Data records below:

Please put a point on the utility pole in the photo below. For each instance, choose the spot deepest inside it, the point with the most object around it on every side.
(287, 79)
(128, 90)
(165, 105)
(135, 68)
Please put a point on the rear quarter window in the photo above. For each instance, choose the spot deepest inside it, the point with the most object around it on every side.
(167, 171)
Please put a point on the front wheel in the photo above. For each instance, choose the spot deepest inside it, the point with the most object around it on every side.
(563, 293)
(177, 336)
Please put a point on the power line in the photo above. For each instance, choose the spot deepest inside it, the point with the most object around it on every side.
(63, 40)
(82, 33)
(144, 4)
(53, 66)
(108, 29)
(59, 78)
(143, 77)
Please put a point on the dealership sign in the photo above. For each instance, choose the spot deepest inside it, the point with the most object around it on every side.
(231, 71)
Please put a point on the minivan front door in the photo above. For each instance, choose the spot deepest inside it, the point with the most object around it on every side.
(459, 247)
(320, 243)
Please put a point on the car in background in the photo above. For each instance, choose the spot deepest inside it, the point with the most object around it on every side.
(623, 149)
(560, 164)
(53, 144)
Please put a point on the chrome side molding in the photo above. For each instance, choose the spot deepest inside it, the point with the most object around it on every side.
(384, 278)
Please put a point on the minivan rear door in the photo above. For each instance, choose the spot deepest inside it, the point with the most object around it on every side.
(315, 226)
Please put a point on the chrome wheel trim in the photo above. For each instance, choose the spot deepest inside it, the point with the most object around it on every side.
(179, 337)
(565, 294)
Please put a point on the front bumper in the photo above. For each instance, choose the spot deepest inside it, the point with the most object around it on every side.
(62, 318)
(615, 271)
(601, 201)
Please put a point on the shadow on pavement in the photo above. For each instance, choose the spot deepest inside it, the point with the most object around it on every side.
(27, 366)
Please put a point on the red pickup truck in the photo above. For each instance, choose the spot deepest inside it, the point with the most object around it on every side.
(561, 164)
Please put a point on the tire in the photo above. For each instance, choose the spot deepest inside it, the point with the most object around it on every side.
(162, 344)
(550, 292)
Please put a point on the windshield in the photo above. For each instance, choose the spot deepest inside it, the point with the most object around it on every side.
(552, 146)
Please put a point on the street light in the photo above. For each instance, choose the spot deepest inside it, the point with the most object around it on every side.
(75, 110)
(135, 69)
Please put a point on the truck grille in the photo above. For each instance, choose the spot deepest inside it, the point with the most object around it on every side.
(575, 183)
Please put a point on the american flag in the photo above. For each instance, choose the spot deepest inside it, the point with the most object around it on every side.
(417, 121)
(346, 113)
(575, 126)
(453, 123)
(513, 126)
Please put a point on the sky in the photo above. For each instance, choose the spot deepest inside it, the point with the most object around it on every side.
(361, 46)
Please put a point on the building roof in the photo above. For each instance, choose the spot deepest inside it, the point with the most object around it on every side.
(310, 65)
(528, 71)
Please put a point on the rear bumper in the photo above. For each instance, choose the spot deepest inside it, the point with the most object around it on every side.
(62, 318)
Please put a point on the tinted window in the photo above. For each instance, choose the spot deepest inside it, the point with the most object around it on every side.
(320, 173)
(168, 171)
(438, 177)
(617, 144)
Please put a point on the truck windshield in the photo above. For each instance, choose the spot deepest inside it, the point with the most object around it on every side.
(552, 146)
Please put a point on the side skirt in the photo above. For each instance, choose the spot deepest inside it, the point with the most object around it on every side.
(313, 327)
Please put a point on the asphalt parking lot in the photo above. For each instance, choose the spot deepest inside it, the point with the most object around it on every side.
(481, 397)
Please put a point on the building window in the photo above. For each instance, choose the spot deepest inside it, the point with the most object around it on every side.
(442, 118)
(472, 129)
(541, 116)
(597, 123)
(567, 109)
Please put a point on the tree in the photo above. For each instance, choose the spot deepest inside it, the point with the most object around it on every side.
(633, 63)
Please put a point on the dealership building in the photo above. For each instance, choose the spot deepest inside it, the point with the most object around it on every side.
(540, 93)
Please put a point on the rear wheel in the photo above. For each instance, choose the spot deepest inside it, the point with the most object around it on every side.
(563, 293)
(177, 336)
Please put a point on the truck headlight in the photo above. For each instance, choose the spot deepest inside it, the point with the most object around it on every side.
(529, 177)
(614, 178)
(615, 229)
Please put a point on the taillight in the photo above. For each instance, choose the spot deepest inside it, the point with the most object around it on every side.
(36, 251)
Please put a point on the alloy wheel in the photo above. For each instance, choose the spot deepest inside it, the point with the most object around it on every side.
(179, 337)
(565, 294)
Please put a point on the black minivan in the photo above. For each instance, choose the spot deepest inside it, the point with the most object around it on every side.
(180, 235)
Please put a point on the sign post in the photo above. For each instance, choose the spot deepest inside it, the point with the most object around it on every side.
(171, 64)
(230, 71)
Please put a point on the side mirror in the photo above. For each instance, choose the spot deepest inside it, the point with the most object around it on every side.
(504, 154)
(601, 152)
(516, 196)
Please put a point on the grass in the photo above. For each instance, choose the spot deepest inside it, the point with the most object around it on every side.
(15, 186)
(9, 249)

End of Data records.

__Exercise__
Each entry above has to be duplicated exactly as it stands.

__Solution below__
Please put a point on the utility pole in the photo below. For each instance, choose the spot deepest inside it, the point with the most object around it on every side.
(287, 79)
(128, 90)
(165, 105)
(135, 68)
Please put a point on the rear quarter window in the photo above. For each instance, choose the spot deepest inside it, the point with the most object around it on every side.
(167, 171)
Please put a point on the front wheel in the photo above. For each instance, choose the spot deepest inside it, the point with the most object around it on every side.
(563, 293)
(177, 336)
Please put a point on the power line in the photo above. For each instance, choose the spot deepest inside it, the point with the most object around it on every side.
(63, 40)
(82, 33)
(144, 4)
(53, 66)
(108, 29)
(59, 78)
(143, 77)
Please put a point on the dealership sign in the photo above. For each instance, choose the spot deepest inside it, the point with the most object around it on every side.
(231, 71)
Please put a point on the minivan front door in the photo above. For each instance, choose the spot deepest inside it, the point with the most object around it on every side.
(459, 247)
(320, 243)
Please put a point on the car in background in the photo above. For each instance, choose the spot deepest inside it, the point with the most object around it on every side.
(623, 149)
(560, 164)
(53, 144)
Please put a point on the chrome side molding in the photo above. For each instance, choose the spot deepest inside it, the point with the most object around it on every side.
(384, 278)
Please put a point on the minivan rear door in the photo above. For each instance, choose the spot deepest inside it, the point with the most object around it on every side.
(315, 226)
Please put a point on the chrome wheel trim in the photo above. For each instance, choose the spot deepest inside it, the point with the most object around it on every side.
(179, 337)
(565, 294)
Please put a point on the front bumper in the photo above. For each instance, choose the spot deepest inside it, the point with the most object around it on every side.
(62, 318)
(615, 271)
(601, 201)
Please put a point on the shadow on pavement in the photo above. For each instance, choose the spot deepest inside it, the point with the most object around it on every side.
(27, 366)
Please put a point on the red pickup truck in the photo above. For each instance, choose the spot deepest inside it, the point with the most object around it on every side.
(561, 164)
Please put a point on the tire in the photo above. For each instance, choose the spot deepest inside it, the point with the most object around it on every side.
(162, 344)
(550, 292)
Please put a point on the windshield in the photo above. For each instance, choose the spot deepest inside it, the point with the most object around it on every side.
(552, 146)
Please put a point on the street light in the photo above. For each instance, choose the spot deepest inside it, the point with the most object around it on every side.
(75, 110)
(135, 69)
Please put a point on the truck grille in the photo above. For each instance, choose the spot deepest inside it, the point with the most object around it on every side.
(575, 183)
Please put a point on the american flag in the photo above. For each instance, choose the spot deepest inside it, the point with the most object around it on every side.
(417, 121)
(346, 113)
(575, 126)
(453, 123)
(513, 126)
Please put a point on the sky in the photo above. For each instance, choose the spot deepest inside it, the point with the most object around it on every side.
(361, 46)
Please put a point on the building roof in the photo above. For each instance, choose the spot deepest inside it, the point with the most object around it on every side.
(310, 65)
(528, 71)
Please put a point on the rear bumper in the photo above. For each instance, choose the spot deepest inside it, the point with the most object around it on every side.
(62, 318)
Please put a point on the tinted window in the photo above. For each instance, choose the spot deepest inside it, the point with the most object around it on every side.
(320, 173)
(168, 171)
(438, 177)
(617, 144)
Please put a point on the truck windshield in the photo above. For each instance, choose the spot deepest inside it, the point with the most object around it on every side.
(552, 146)
Please put a point on the side skirt in the photo above. For each instance, choose the spot deepest inside it, the point with the most object around it on every side.
(313, 327)
Please put a point on the asphalt parking lot in the photo above. For each instance, choose the spot deepest inside it, the point with the most object around it on every side.
(481, 397)
Please put a point on the building window in the photo above. For each instance, choose the spot deepest inside it, the point with the most object around it on every side.
(442, 118)
(472, 129)
(541, 116)
(597, 123)
(567, 109)
Please put a point on the tree in the photo above. For each instance, choose the spot deepest inside it, the point with the most object around it on every side.
(633, 63)
Please put a point on the dealership building in the photo above. For each instance, choose the spot deepest inside it, the point with the most object around it on every side.
(540, 93)
Please put a point on the rear wheel in the photo above. For each instance, choose the spot deepest inside it, the point with the most object around it on every side.
(563, 293)
(177, 336)
Please put a point on the truck headlight in the photo above. For each instance, choose the spot deepest inside it, the point with the most object around it on every side.
(529, 177)
(614, 178)
(615, 229)
Please put a point on the taillight in the photo above. For each instance, choose the spot deepest inside it, the point with the most object around it on every side.
(36, 251)
Please put a point on the alloy wheel in the photo above. For each instance, choose the spot deepest inside it, the point with the most object around it on every side.
(179, 337)
(565, 294)
Please put a point on the black minivan in the photo above. For each instance, choose the spot deepest inside it, the point with the most object around it on every side.
(180, 235)
Please put a point on the sign post in the photo above. For each instance, choose the spot deepest inside it, the point with the most object around it on every side.
(171, 64)
(230, 71)
Please put a point on the side mirror in the photo above. For each instance, choose the spot deepest inside it, the point with the most object around it on every side.
(504, 154)
(601, 152)
(516, 196)
Please put a point on the grass in the photo above. For each instance, choose the spot deepest inside it, the point with the most object around it on every side.
(15, 186)
(9, 249)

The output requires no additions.